» Exercise prompt:
Update the items below by rewriting them with every "overhead electrical wire" changed to "power cable" and nothing else altered.

— Start Stored data —

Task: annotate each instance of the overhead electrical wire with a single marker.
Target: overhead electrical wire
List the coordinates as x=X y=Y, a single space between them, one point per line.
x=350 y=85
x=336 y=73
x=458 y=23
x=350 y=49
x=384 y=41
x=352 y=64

— End Stored data —

» Answer to this exercise:
Task: annotate each instance of the power cable with a single marker.
Target: power cable
List the coordinates as x=X y=Y, a single space between them, one point per line.
x=350 y=85
x=336 y=73
x=458 y=23
x=350 y=49
x=384 y=41
x=352 y=64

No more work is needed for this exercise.